Available data -
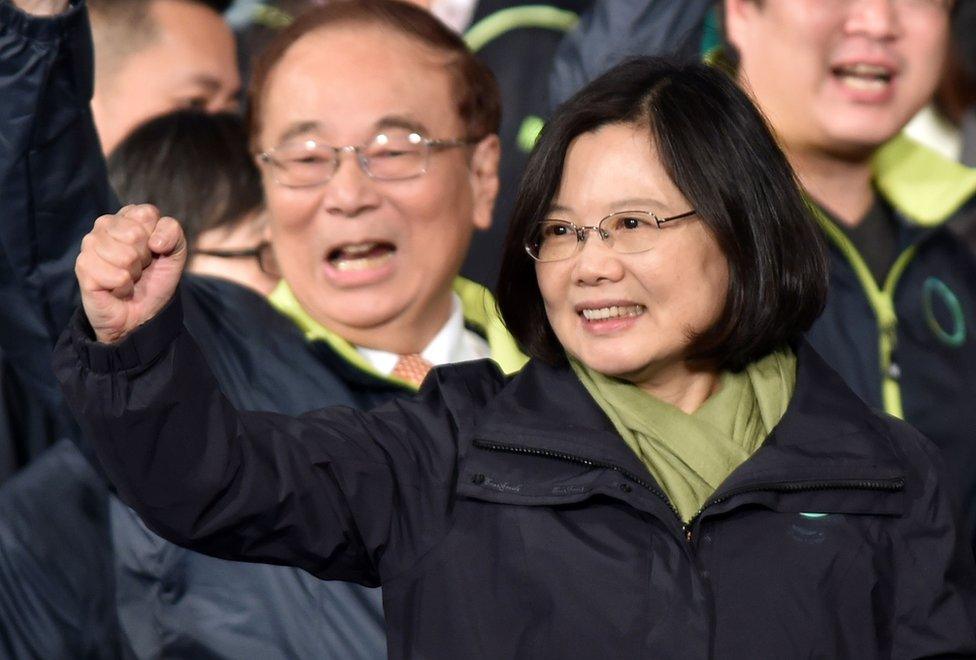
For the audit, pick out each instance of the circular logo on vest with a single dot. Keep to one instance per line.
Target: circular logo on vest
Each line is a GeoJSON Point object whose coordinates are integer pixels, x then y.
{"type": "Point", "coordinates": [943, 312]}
--
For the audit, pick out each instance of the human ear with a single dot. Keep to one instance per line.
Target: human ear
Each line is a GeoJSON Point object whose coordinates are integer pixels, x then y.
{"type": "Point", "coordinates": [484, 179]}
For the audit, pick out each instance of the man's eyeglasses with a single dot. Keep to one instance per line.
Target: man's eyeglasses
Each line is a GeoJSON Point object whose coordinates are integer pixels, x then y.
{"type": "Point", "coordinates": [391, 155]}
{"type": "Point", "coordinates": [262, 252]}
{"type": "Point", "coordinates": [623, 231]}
==
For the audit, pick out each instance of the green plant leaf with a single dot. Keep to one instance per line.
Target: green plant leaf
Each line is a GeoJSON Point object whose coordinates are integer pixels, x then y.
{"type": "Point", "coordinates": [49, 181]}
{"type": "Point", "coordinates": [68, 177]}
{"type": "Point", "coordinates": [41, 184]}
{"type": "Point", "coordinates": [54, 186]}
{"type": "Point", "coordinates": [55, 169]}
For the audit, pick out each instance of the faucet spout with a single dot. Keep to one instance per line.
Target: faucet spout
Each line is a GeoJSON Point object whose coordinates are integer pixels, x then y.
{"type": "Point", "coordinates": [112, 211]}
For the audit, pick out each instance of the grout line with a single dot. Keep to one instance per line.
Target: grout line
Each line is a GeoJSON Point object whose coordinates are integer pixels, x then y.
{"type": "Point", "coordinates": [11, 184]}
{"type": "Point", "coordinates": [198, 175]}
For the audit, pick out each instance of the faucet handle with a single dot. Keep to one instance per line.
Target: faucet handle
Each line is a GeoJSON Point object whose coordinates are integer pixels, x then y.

Work required - Which lines of the data above contain "circular"? Copy each one.

Output below -
For the audit, pick out each instance of the circular logo on vest with a single dot. Keep to one instance per line.
Target: circular logo on vest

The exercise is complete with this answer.